TASK TO COMPLETE = Without including any picture, transcribe the entries below word for word.
********************
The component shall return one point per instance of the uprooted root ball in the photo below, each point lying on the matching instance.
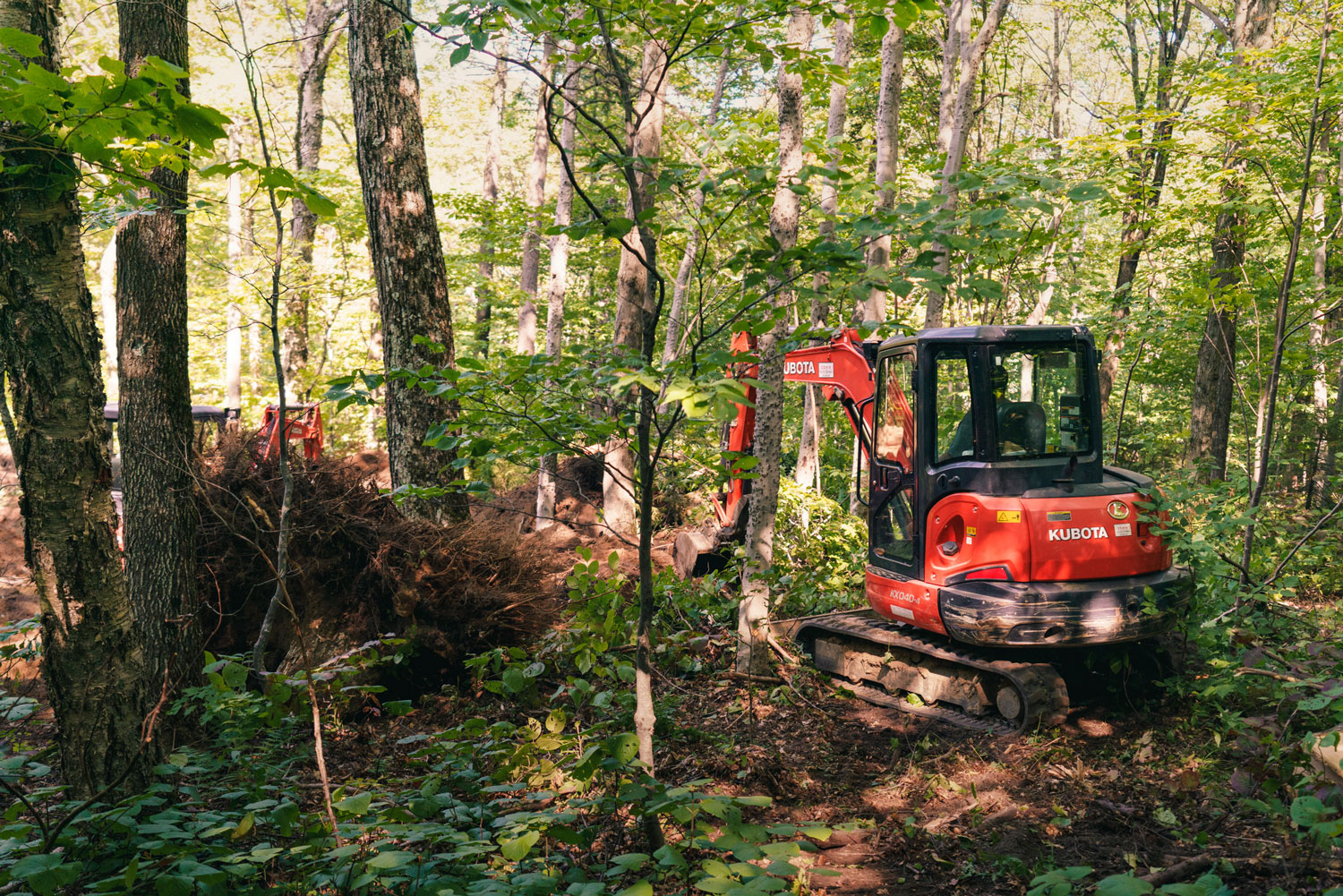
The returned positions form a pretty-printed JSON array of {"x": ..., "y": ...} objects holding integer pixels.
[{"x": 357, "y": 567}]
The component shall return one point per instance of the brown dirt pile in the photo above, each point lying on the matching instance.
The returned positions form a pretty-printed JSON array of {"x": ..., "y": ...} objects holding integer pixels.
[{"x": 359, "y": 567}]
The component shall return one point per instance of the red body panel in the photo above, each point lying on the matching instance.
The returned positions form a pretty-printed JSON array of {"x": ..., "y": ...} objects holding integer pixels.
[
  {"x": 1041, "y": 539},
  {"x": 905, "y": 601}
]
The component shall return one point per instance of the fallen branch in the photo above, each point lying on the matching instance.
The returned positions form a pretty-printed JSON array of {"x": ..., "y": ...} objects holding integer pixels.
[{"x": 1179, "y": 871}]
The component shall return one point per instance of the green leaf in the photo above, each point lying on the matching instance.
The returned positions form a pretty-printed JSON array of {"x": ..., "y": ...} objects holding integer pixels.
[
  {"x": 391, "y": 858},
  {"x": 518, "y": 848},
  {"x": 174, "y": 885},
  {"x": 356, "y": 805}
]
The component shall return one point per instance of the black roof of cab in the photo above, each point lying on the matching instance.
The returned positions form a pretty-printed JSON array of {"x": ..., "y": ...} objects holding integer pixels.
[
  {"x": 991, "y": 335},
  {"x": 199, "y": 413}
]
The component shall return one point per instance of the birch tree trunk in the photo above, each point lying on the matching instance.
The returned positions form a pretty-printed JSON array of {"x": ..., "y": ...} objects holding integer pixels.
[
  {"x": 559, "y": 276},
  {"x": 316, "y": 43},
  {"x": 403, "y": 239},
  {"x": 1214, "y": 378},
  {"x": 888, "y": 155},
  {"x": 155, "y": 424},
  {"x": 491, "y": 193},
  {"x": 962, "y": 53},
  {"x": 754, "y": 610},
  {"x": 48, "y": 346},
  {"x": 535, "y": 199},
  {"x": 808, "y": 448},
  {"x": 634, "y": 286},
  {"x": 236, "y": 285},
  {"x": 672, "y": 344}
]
********************
RESPONSE BOX =
The component shall return one point per instance of the uprooted root ball in the photo below, each point lying on the matching instance.
The returned positions form a pretty-printed JSON array of {"x": ..., "y": ...} objects holding integer pixels.
[{"x": 357, "y": 567}]
The component shall return one point per instance of the brown dirt pile in the photo above, each point lying on the matching instance.
The returned positions form a pretty-printed JSON array of {"x": ..., "y": ...} objects holding integer pixels.
[{"x": 359, "y": 567}]
The component shall return one point per instance of the red body panel in the photo above, each point lying on the matching instance.
The returned positions form a pretty-printed JSON array of {"x": ..., "y": ...} objects holding integer pixels.
[
  {"x": 1041, "y": 539},
  {"x": 905, "y": 601}
]
The component shall return one point per instance of the fallen branch in the photo above, each point lying on the matching instance.
The returned positions form a pretty-printed JSON array of {"x": ..., "y": ...} objects holding integer pixels.
[{"x": 1179, "y": 871}]
The component shall return one point per instance of the green leaf in the photo above, each point lying on the matching instance.
The returned positions form a pretty-printed JSON array of {"x": ..., "y": ...} objects holding integer pixels.
[
  {"x": 391, "y": 858},
  {"x": 518, "y": 848},
  {"x": 174, "y": 885},
  {"x": 356, "y": 805}
]
The component shall return one point per instance of the black roof of cab in the photo above, each point lying on the matching instance.
The returned positions form a pretty-printed JSON array of {"x": ..., "y": ...} objects holding integer pixels.
[
  {"x": 991, "y": 335},
  {"x": 199, "y": 413}
]
The component shall return one point per instance of the birch tree trunk in the photo above, each point lying on the matching instance.
The returned positions form a pretty-printed JSON array of {"x": ..., "y": ...} objects holding integer pixels.
[
  {"x": 559, "y": 276},
  {"x": 316, "y": 43},
  {"x": 403, "y": 239},
  {"x": 1214, "y": 378},
  {"x": 888, "y": 155},
  {"x": 155, "y": 424},
  {"x": 491, "y": 193},
  {"x": 962, "y": 53},
  {"x": 754, "y": 610},
  {"x": 48, "y": 346},
  {"x": 535, "y": 199},
  {"x": 808, "y": 448},
  {"x": 634, "y": 286},
  {"x": 236, "y": 285},
  {"x": 672, "y": 344}
]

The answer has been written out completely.